>> Begin Selected passage
ERC-7634: Limited Transfer Count NFT

An ERC-721 extension to limit transferability based on counts among NFTs


Metadata
Status: DraftStandards Track: ERCCreated: 2024-02-22
Authors
Qin Wang (@qinwang-git), Saber Yu (@OniReimu), Shiping Chen (shiping.chen@data61.csiro.au)
Requires

Abstract


This standard extends ERC-721 to introduce a mechanism that allows minters to customize the transferability of NFTs through a parameter called TransferCount. TransferCount sets a limit on how many times an NFT can be transferred. The standard specifies an interface that includes functions for setting and retrieving transfer limits, tracking transfer counts, and defining pre- and post-transfer states. The standard enables finer control over NFT ownership and transfer rights, ensuring that NFTs can be programmed to have specific, enforceable transfer restrictions.

Motivation


Once NFTs are sold, they detach from their minters (creators) and can be perpetually transferred thereafter. Yet, many circumstances demand precise control over NFT issuance. We outline their advantages across three dimensions.

Firstly, by imposing limitations on the frequency of NFT sales or trades, the worth of rare NFTs can be safeguarded. For example, in auctions, limiting the round of bids for a coveted item can uphold its premium price (especially in the Dutch Auction). Similarly, in the intellectual property sector, patents could be bounded by a finite number of transfers prior to becoming freely accessible (entering CC0). In the gaming sphere, items like weapons, apparel, and vehicles might possess a finite lifespan, with each usage or exchange contributing to wear and tear, culminating in automatic decommissioning (burn) upon reaching a predetermined threshold.

Secondly, enforcing restrictions on trading frequency can enhance network security and stability by mitigating the risks associated with malicious NFT arbitrage, including high-frequency trading (HFT). While this presents a common vulnerability, the lack of easily deployable and effective methods to address it has been notable, making our approach particularly valuable.
>> End Selected passage
**Jobs:**
1. According to the limited transfer count NFT proposal, why would restricting trading frequency make its approach particularly valuable for network security? Answer in one to three sentences.
2. Answer these questions about the limited transfer count NFT proposal:
(a) What does the TransferCount parameter set a limit on?
(b) In the gaming example, what happens to an item once it reaches a predetermined threshold?
(c) Before becoming freely accessible, patents could be bounded by what?
The entries after the proposal were taken from a separate source.
>> Begin Extracted material
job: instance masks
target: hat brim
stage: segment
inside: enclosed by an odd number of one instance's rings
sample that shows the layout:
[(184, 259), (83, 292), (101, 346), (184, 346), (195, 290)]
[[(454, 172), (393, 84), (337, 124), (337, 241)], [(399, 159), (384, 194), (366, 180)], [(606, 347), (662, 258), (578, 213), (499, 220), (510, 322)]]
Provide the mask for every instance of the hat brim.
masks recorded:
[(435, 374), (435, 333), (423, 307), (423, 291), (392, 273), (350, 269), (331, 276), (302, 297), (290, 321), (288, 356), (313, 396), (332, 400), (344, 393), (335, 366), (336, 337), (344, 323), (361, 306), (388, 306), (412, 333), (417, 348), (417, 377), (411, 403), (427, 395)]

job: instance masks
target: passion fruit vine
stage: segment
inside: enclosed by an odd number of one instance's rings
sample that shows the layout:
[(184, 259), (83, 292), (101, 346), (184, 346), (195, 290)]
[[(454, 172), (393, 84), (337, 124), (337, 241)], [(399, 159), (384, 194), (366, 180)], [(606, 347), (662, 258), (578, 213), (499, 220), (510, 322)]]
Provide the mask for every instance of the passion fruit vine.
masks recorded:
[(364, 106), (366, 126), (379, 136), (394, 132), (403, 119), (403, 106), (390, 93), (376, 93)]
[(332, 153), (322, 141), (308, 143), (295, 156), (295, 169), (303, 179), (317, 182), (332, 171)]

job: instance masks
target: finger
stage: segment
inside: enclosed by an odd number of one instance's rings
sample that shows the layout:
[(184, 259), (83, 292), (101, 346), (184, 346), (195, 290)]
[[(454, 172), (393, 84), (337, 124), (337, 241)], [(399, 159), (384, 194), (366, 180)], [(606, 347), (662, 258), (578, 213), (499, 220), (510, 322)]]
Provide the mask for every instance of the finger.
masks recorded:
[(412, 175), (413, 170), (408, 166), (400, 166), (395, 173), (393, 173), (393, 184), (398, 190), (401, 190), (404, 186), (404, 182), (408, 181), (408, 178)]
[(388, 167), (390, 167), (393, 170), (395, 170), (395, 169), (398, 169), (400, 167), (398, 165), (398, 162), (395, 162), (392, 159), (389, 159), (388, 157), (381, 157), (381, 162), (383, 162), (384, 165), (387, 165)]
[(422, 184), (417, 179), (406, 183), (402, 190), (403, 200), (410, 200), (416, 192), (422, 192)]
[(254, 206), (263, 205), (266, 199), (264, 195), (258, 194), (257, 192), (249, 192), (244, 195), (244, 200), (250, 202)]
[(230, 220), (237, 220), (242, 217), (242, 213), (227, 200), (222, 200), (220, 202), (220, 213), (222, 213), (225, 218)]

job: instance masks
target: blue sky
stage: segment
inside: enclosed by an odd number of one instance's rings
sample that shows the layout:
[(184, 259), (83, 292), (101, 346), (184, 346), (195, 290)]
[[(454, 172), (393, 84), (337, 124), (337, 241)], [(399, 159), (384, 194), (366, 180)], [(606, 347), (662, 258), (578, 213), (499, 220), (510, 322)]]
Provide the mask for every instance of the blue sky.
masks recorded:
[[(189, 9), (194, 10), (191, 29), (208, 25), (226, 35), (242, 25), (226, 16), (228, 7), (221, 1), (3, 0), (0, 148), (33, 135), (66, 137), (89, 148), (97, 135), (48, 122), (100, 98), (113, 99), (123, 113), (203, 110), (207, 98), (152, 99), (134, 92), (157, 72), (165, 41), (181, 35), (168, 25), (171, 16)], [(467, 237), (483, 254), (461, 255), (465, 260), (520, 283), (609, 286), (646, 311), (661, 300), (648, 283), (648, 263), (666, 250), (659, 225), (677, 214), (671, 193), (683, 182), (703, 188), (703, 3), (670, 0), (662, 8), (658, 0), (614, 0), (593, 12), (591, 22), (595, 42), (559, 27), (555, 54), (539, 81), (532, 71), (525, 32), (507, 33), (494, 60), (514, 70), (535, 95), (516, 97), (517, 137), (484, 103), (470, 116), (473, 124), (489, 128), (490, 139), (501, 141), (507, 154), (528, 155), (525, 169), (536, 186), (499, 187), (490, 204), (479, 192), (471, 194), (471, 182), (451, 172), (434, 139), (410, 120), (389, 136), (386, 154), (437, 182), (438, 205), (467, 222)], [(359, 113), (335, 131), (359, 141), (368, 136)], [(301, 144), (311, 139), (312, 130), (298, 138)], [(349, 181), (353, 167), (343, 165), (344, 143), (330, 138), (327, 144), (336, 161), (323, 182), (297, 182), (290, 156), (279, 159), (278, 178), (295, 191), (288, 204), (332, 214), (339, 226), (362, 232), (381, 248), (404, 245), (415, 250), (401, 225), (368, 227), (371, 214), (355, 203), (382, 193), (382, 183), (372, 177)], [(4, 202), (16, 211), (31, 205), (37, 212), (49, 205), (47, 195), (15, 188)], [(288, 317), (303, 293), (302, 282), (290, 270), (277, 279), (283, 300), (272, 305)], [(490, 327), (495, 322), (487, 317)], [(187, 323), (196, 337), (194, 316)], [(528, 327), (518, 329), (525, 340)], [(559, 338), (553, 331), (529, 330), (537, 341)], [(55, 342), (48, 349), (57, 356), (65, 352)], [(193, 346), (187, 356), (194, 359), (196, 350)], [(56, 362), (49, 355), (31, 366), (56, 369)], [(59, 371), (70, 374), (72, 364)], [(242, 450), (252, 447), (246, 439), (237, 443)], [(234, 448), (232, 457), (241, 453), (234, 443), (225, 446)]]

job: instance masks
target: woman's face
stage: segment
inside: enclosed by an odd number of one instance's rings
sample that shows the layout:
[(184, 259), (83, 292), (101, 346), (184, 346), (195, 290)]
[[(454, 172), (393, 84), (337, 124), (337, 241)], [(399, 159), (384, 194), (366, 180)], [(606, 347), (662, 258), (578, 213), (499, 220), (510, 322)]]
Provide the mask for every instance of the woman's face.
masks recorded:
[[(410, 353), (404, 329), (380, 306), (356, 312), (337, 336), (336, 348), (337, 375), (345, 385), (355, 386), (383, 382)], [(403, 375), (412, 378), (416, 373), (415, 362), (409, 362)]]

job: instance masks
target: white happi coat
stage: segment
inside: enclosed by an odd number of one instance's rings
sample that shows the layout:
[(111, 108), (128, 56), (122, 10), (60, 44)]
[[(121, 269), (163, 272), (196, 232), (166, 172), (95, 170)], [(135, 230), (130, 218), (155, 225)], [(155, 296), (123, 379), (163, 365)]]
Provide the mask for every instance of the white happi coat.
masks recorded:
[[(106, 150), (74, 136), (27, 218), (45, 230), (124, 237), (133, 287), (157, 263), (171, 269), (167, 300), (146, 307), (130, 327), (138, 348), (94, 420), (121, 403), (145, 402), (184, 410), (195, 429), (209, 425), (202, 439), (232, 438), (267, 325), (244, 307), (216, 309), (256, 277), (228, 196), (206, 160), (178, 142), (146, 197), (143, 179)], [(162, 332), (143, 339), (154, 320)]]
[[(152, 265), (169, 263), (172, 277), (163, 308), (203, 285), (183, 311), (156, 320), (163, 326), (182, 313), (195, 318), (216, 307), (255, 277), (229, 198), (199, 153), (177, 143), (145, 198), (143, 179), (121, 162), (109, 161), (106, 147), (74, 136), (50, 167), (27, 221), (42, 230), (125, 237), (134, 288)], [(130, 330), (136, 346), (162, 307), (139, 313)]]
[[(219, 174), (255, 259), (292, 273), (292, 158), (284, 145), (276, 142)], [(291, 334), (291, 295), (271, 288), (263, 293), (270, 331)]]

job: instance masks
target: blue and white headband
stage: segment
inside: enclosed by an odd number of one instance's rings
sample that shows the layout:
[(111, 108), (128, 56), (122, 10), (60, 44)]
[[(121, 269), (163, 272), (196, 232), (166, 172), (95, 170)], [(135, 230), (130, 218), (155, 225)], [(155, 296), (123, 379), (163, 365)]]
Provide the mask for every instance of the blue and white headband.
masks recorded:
>> End Extracted material
**Answers for this exercise:**
1. Restricting how often NFTs can be traded mitigates the risks of malicious NFT arbitrage, including high-frequency trading. This is a common vulnerability, and easily deployable, effective ways to address it have been lacking.

2.
(a) How many times an NFT can be transferred.
(b) It is automatically decommissioned (burned).
(c) A finite number of transfers.